→ Instructions to follow
Locate each line of the material below that contains the word "tree", and copy those lines out in full.
BEGIN Data excerpts
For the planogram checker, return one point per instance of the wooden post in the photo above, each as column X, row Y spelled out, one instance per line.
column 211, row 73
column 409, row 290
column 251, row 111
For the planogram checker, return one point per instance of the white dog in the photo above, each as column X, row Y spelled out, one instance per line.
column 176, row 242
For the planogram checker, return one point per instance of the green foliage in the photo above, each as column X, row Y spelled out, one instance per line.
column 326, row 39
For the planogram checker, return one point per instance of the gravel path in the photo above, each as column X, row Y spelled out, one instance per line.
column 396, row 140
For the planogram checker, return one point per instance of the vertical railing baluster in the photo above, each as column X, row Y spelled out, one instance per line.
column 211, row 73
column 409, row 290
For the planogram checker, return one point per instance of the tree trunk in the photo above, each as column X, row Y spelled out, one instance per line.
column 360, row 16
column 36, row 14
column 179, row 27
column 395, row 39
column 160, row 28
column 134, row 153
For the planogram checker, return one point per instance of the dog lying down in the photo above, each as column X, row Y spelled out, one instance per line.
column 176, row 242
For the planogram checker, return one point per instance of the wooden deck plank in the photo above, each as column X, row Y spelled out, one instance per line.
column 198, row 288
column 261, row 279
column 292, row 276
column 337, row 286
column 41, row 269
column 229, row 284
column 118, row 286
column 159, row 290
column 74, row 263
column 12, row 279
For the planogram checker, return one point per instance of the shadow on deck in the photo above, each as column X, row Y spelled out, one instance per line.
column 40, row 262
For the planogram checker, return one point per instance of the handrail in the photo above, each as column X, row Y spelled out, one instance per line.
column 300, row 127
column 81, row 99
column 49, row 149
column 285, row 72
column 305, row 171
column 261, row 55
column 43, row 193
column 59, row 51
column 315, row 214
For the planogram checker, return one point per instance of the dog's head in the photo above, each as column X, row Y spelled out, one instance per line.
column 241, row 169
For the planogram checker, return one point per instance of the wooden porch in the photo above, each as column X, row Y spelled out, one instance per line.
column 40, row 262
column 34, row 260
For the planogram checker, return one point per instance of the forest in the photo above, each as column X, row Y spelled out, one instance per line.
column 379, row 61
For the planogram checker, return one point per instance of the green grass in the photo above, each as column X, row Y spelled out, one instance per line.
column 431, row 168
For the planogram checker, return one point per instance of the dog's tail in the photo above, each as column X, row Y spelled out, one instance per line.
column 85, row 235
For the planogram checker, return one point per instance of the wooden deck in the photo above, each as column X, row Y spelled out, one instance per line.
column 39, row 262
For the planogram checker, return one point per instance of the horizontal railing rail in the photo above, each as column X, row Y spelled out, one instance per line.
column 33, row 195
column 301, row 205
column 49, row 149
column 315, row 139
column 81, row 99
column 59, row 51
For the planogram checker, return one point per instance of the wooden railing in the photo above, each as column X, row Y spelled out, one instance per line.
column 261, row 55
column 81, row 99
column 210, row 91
END Data excerpts
BEGIN Data excerpts
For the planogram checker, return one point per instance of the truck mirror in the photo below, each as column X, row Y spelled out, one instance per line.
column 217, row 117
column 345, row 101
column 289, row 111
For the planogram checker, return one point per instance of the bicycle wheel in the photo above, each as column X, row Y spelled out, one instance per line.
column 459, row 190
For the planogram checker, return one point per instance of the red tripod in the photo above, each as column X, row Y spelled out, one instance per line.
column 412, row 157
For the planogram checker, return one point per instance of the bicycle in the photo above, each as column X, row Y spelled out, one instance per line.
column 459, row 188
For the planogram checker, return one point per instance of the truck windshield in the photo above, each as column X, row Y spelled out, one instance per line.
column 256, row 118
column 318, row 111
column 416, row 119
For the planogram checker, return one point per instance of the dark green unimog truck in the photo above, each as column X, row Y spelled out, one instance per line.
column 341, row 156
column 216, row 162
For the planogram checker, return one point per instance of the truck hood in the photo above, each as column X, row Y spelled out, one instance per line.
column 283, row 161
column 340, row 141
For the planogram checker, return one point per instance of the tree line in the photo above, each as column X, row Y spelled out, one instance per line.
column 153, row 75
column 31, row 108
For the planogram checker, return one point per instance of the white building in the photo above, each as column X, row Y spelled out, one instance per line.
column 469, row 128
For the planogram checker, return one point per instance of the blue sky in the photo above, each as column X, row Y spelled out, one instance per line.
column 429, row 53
END Data excerpts
→ Result of this exercise
For the planogram checker, return one point per instance of the tree trunk in the photo above, each as column X, row Y spelled out, one instance per line.
For the planogram checker, return one point per instance of the tree line in the photo above, each as column X, row Y spelled out, one instance per line.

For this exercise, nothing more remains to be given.